> [Collected data entries]:
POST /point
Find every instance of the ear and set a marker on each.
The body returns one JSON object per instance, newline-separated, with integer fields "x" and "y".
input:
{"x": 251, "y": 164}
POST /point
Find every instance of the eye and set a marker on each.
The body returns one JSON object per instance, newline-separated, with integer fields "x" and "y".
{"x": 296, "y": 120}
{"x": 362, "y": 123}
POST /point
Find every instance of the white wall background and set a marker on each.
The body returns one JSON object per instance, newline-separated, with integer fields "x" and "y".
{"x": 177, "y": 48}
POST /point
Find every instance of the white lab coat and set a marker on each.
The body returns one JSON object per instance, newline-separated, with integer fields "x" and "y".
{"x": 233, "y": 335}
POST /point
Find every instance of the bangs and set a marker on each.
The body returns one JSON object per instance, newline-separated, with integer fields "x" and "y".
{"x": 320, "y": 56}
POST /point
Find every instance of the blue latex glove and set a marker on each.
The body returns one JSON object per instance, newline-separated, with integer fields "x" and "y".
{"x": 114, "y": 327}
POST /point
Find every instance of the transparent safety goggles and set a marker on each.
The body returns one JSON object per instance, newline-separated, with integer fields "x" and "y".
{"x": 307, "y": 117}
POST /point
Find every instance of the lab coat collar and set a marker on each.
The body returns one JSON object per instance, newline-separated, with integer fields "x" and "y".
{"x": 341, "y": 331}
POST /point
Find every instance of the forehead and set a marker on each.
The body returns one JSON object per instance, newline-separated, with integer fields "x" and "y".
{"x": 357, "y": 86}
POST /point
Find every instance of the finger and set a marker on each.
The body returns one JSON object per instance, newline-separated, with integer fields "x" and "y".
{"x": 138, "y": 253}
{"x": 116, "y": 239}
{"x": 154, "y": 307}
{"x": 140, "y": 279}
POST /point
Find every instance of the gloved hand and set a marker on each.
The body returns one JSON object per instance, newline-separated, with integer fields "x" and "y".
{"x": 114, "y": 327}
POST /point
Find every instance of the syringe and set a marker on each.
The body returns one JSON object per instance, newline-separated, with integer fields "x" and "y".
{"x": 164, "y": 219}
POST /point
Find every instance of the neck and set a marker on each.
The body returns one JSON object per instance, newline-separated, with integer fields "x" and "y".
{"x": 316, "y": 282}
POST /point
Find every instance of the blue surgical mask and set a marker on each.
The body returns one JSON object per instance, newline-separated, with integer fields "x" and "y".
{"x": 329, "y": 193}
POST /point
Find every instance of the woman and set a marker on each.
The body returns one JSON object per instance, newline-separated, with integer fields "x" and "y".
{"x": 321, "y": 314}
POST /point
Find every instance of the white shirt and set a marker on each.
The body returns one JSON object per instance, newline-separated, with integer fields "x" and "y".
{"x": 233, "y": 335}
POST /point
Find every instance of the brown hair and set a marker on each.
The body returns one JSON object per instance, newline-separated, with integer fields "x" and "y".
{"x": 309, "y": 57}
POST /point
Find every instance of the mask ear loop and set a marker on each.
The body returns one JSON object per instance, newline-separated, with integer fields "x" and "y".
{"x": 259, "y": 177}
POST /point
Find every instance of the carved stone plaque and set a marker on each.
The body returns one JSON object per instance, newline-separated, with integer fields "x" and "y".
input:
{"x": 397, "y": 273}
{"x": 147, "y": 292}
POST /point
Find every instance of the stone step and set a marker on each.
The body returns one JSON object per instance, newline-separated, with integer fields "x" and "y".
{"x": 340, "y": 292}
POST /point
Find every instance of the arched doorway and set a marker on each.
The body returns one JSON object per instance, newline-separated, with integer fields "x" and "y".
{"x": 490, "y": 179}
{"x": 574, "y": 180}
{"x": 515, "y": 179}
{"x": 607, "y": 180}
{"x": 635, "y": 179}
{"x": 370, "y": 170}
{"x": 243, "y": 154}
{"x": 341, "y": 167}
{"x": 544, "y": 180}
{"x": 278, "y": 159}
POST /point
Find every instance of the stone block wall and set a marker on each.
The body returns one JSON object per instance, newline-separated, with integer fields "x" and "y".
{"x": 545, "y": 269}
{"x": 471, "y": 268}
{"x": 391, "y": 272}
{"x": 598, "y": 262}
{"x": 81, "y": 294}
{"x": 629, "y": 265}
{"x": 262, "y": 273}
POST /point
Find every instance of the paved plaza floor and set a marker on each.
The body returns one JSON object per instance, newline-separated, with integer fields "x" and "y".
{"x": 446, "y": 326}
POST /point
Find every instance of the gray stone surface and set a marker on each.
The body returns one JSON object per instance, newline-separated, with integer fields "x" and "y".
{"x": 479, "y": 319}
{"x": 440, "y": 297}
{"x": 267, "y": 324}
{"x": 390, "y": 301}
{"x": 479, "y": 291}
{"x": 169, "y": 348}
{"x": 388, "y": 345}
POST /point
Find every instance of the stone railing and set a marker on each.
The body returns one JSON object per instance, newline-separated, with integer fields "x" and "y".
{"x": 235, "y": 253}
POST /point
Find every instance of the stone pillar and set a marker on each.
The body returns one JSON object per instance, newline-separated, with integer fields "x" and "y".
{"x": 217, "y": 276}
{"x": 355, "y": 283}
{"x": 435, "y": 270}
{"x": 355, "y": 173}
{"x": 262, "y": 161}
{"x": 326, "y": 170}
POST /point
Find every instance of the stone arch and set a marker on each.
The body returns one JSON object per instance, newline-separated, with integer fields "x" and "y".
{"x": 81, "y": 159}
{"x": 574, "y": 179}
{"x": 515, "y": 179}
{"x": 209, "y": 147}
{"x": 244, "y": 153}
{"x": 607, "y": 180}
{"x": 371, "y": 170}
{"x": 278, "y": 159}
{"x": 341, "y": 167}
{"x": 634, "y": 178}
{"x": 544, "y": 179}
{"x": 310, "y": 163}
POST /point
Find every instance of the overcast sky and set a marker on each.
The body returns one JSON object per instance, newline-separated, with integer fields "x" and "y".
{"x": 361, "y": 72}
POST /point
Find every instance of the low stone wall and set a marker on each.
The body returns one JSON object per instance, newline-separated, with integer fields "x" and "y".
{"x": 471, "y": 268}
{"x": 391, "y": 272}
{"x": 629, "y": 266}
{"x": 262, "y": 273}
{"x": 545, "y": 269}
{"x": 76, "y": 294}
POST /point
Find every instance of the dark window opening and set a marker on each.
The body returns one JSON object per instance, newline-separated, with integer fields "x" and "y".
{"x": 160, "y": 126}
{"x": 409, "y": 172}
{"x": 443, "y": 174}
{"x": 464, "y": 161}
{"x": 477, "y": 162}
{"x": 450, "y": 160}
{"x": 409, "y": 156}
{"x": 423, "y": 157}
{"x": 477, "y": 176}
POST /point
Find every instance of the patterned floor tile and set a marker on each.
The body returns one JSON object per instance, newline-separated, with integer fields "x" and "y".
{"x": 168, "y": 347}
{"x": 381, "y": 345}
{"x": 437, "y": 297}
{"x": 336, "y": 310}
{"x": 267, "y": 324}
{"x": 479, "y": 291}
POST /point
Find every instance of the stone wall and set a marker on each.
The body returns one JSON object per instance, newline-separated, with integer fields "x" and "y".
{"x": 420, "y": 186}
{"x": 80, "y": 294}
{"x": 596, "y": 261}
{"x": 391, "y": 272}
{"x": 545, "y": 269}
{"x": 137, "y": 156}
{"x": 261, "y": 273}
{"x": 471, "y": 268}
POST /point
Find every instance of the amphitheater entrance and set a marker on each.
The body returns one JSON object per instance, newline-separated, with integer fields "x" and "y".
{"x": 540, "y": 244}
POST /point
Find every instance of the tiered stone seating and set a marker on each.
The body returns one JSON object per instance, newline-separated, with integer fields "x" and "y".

> [THE PROBLEM]: All of the entries must be written out exactly as they stand.

> [REPLY TO THE TASK]:
POST /point
Find every instance of the ear and set a marker on each.
The body returns one JSON object per instance, newline-separated, with integer fields "x" and "y".
input:
{"x": 251, "y": 164}
POST /point
Find every instance of the eye and set a marker on each.
The body returns one JSON object per instance, newline-separated, with integer fields "x" and "y".
{"x": 296, "y": 120}
{"x": 362, "y": 123}
POST /point
Find every instance of the white wall background and set a marker on each.
The body returns one JSON object per instance, newline-separated, with integer fields "x" and "y".
{"x": 177, "y": 48}
POST /point
Find every instance of the white lab coat and set a marker on each.
The body returns one JSON object per instance, newline-separated, with integer fields "x" and "y".
{"x": 233, "y": 335}
POST /point
Find every instance of the bangs and set a marker on each.
The body returns one JSON object per instance, newline-separated, with integer fields "x" and "y".
{"x": 320, "y": 56}
POST /point
Find every instance of the blue latex glove and set a marker on each.
The body returns one JSON object per instance, newline-separated, with integer fields "x" and "y".
{"x": 114, "y": 327}
POST /point
Find every instance of the transparent safety goggles and set a marker on each.
The body returns one JSON object per instance, newline-separated, with integer fields "x" and "y".
{"x": 307, "y": 117}
POST /point
Find every instance of the lab coat collar and set a marker on each.
The body returns one JSON object per instance, newline-separated, with integer fields "x" and "y".
{"x": 341, "y": 331}
POST /point
Find every instance of the forehead and set a marker on each.
The body returns one JSON object per instance, newline-separated, with integer fields "x" and "y".
{"x": 357, "y": 86}
POST /point
Find every instance of the finger and set a marker on each.
The body returns one JSON object per instance, newline-separated, with integer fields "x" and "y".
{"x": 138, "y": 253}
{"x": 116, "y": 239}
{"x": 154, "y": 307}
{"x": 140, "y": 279}
POST /point
Find every instance of the gloved hand and set a marker on each.
The body returns one JSON object per instance, newline-separated, with integer fields "x" and "y".
{"x": 114, "y": 327}
POST /point
Find every instance of the syringe and set a marker on each.
The body returns one JSON object per instance, newline-separated, with integer fields "x" and "y".
{"x": 164, "y": 219}
POST /point
Find every instance of the neck and set a marker on each.
The body returns one JSON object per instance, newline-separated, with integer fields "x" and "y".
{"x": 316, "y": 282}
POST /point
Find every instance of the blue surgical mask and set a marker on each.
The body returns one JSON object per instance, newline-separated, with integer fields "x" and "y".
{"x": 329, "y": 193}
POST /point
Find every instance of the woman and set a marker on each.
The body returns one JSON object per instance, newline-separated, with integer fields "x" and "y".
{"x": 321, "y": 314}
POST /point
Find every instance of the white shirt and set a marker on each.
The body returns one JSON object per instance, newline-separated, with integer fields "x" and "y".
{"x": 233, "y": 335}
POST /point
Find every instance of the brown hair and set a marker on each.
The body returns one JSON object per instance, newline-separated, with integer fields "x" and "y".
{"x": 309, "y": 57}
POST /point
Find every instance of the mask ear loop and set a marker on each.
The body returns one JSON object per instance, newline-separated, with integer fields "x" and "y".
{"x": 259, "y": 177}
POST /point
Find every instance of the carved stone plaque and set a marker on each.
The body returns one JSON object per instance, newline-separated, with integer fields "x" and "y".
input:
{"x": 397, "y": 273}
{"x": 147, "y": 292}
POST /point
Find every instance of the stone step and set a marker on each.
The body returns one JSON object per instance, newline-separated, with integer fields "x" and "y".
{"x": 340, "y": 292}
POST /point
Find every instance of the arched doorway and set a marker on each.
The body returns one JSON object per instance, newline-separated, with integer fields "x" and "y".
{"x": 490, "y": 179}
{"x": 574, "y": 180}
{"x": 515, "y": 179}
{"x": 607, "y": 180}
{"x": 635, "y": 179}
{"x": 370, "y": 170}
{"x": 243, "y": 154}
{"x": 341, "y": 167}
{"x": 544, "y": 180}
{"x": 278, "y": 159}
POST /point
Find every instance of the stone block wall and set a marker on each.
The body returns one JSON object per instance, newline-separated, with integer fields "x" and "y".
{"x": 545, "y": 269}
{"x": 471, "y": 268}
{"x": 391, "y": 272}
{"x": 598, "y": 262}
{"x": 81, "y": 294}
{"x": 629, "y": 265}
{"x": 262, "y": 273}
POST /point
Find every instance of the paved plaza floor and set a marker on each.
The body returns one JSON object per instance, newline-separated, with integer fields "x" and "y".
{"x": 446, "y": 326}
POST /point
Find every instance of the gray stone surface and set a marker on each.
The body returns one JSON object per instance, newline-separated, with integer fields "x" and "y".
{"x": 479, "y": 319}
{"x": 440, "y": 297}
{"x": 267, "y": 324}
{"x": 390, "y": 301}
{"x": 479, "y": 291}
{"x": 169, "y": 348}
{"x": 388, "y": 345}
POST /point
Find every instance of the stone railing and set a marker on each.
The body returns one JSON object per instance, newline-separated, with integer fields "x" and "y".
{"x": 235, "y": 253}
POST /point
Find every instance of the stone pillar and set a marker on each.
The body returns one JSON object per instance, newline-separated, with integer fields "x" and "y".
{"x": 217, "y": 276}
{"x": 355, "y": 283}
{"x": 435, "y": 270}
{"x": 355, "y": 173}
{"x": 262, "y": 161}
{"x": 326, "y": 170}
POST /point
Find every instance of the stone arch and set a marker on each.
The body returns one JSON object per instance, newline-separated, with integer fields "x" and "y".
{"x": 81, "y": 159}
{"x": 574, "y": 179}
{"x": 515, "y": 179}
{"x": 209, "y": 147}
{"x": 244, "y": 153}
{"x": 607, "y": 180}
{"x": 371, "y": 170}
{"x": 278, "y": 159}
{"x": 341, "y": 167}
{"x": 634, "y": 178}
{"x": 544, "y": 179}
{"x": 310, "y": 163}
POST /point
Find every instance of the overcast sky and set a marker on each.
The body returns one JSON object per instance, newline-separated, with integer fields "x" and "y".
{"x": 361, "y": 72}
POST /point
Find every instance of the low stone wall and set a marker on each.
The body returns one JSON object per instance, newline-separated, with integer fields "x" and "y".
{"x": 471, "y": 268}
{"x": 391, "y": 272}
{"x": 629, "y": 266}
{"x": 262, "y": 273}
{"x": 545, "y": 269}
{"x": 76, "y": 294}
POST /point
Find every instance of the dark window opening and set a marker on each.
The body returns one JSON object per instance, newline-separated, with integer fields "x" and "y".
{"x": 160, "y": 126}
{"x": 409, "y": 172}
{"x": 443, "y": 174}
{"x": 464, "y": 161}
{"x": 477, "y": 162}
{"x": 450, "y": 160}
{"x": 409, "y": 156}
{"x": 423, "y": 157}
{"x": 477, "y": 176}
POST /point
Find every instance of the patterned floor tile and set a marker on each.
The body returns one JSON object per instance, newline-separated, with integer fields "x" and "y".
{"x": 168, "y": 347}
{"x": 381, "y": 345}
{"x": 437, "y": 297}
{"x": 336, "y": 310}
{"x": 267, "y": 324}
{"x": 479, "y": 291}
POST /point
Find every instance of the stone wall and set a marker on each.
The body returns one JSON object per instance, newline-separated, with integer fields "x" and "y".
{"x": 420, "y": 186}
{"x": 80, "y": 294}
{"x": 596, "y": 261}
{"x": 391, "y": 272}
{"x": 545, "y": 269}
{"x": 137, "y": 156}
{"x": 261, "y": 273}
{"x": 471, "y": 268}
POST /point
Find every instance of the amphitheater entrance and set a marker on each.
The body returns one JSON object per instance, newline-separated, with integer fields "x" and "y".
{"x": 540, "y": 244}
POST /point
Find every instance of the tiered stone seating and set a marker on each.
The body returns one JSON object per instance, newline-separated, with integer fields "x" and "y".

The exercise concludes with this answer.